(Dataset rows showing where objects appear)
>> Begin

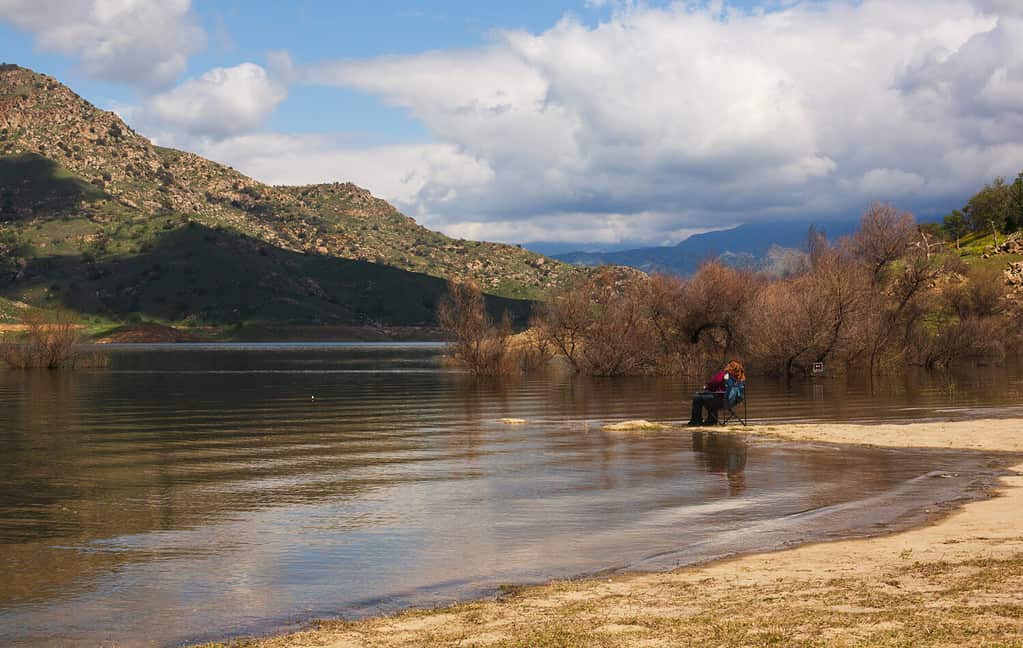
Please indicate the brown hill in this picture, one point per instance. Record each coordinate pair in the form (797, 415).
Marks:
(118, 175)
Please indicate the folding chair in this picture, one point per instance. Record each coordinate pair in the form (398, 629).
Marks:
(729, 411)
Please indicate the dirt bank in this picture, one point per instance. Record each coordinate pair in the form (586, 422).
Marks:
(953, 582)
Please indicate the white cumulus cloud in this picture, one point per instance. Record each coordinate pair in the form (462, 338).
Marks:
(707, 115)
(143, 42)
(223, 101)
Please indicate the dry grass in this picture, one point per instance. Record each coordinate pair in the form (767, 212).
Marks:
(955, 582)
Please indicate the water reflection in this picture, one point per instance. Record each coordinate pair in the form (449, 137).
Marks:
(222, 490)
(722, 455)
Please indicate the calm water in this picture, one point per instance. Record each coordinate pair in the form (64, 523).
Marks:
(199, 492)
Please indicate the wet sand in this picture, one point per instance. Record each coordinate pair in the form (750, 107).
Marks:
(954, 581)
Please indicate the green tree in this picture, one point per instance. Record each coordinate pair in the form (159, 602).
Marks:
(955, 225)
(990, 207)
(1015, 220)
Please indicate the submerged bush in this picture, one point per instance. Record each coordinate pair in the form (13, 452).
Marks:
(48, 342)
(477, 344)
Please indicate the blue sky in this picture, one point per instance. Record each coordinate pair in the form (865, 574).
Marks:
(597, 123)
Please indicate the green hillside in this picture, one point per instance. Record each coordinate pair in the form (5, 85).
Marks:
(95, 218)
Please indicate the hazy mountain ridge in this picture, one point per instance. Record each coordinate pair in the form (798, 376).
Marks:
(747, 245)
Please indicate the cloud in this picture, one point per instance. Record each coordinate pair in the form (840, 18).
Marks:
(706, 115)
(223, 101)
(143, 42)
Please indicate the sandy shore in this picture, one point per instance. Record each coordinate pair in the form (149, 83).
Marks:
(958, 581)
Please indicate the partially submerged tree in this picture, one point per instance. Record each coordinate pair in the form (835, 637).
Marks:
(48, 342)
(479, 345)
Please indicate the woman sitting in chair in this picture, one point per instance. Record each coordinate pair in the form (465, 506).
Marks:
(728, 384)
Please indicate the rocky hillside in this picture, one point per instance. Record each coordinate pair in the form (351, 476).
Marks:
(95, 217)
(117, 171)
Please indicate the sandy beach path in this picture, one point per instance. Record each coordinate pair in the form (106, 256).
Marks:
(958, 581)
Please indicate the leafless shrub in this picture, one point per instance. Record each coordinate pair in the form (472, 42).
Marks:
(971, 338)
(601, 326)
(48, 342)
(716, 300)
(884, 235)
(808, 318)
(477, 344)
(981, 295)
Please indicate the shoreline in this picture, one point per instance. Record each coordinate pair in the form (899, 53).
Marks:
(953, 580)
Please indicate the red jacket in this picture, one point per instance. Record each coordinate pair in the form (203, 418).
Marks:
(718, 383)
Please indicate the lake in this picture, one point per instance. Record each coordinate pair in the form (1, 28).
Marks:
(194, 492)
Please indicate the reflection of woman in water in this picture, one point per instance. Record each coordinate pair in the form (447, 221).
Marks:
(726, 384)
(722, 454)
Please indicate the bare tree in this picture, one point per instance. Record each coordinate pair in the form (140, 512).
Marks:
(884, 235)
(477, 344)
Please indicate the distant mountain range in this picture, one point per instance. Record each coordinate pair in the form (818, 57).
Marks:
(746, 246)
(96, 218)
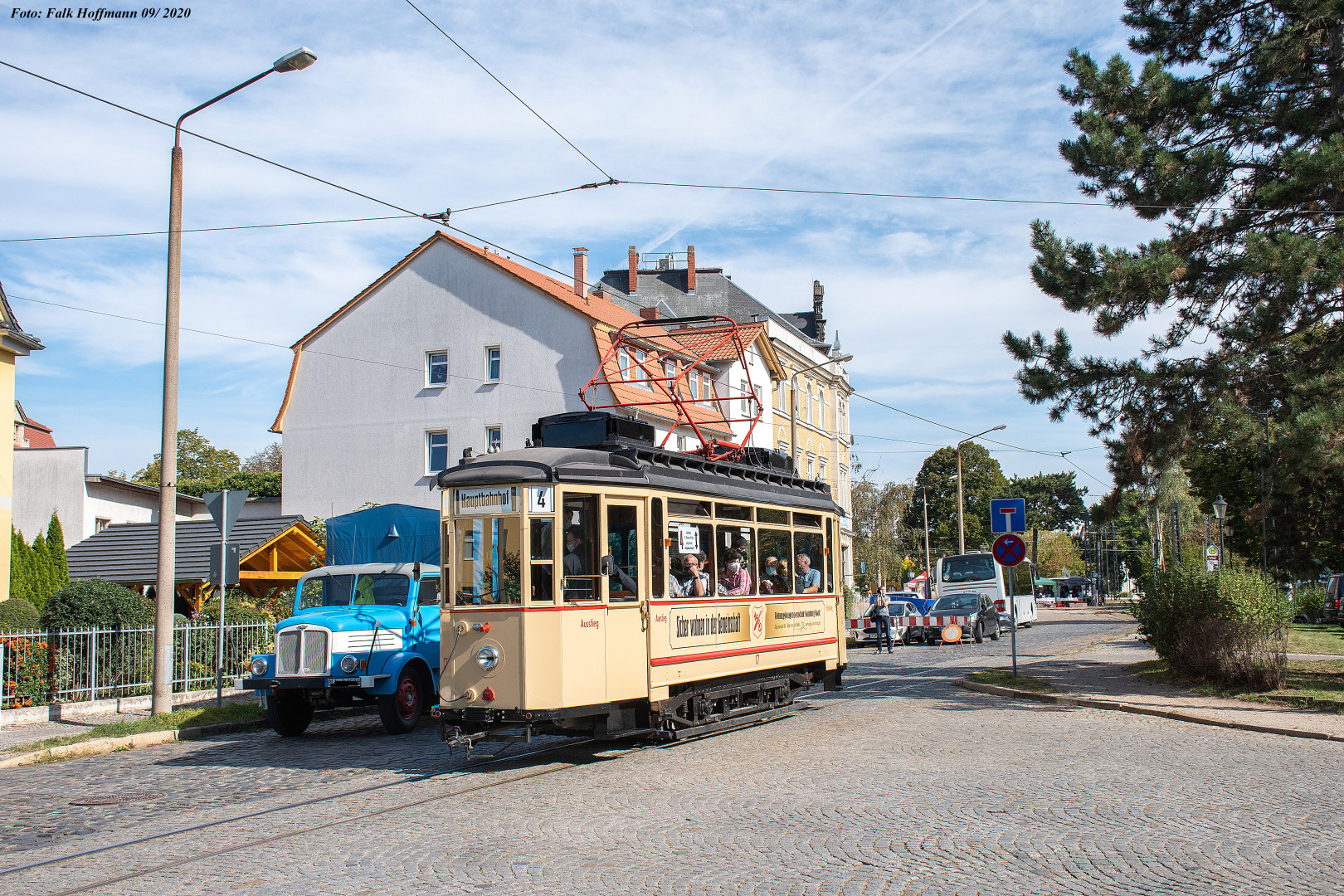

>> End

## Task objective
Find every line in the listing above that contains the word "submerged", treating case as significant, and copy each of those lines.

## Solution to this exercise
Please indicate the submerged bush in this picture, one point per instance. Record each coordinate pair in the form (13, 452).
Please indicate the partially submerged tree in this picture, one point per instance. Record each coordinate pair in the form (835, 637).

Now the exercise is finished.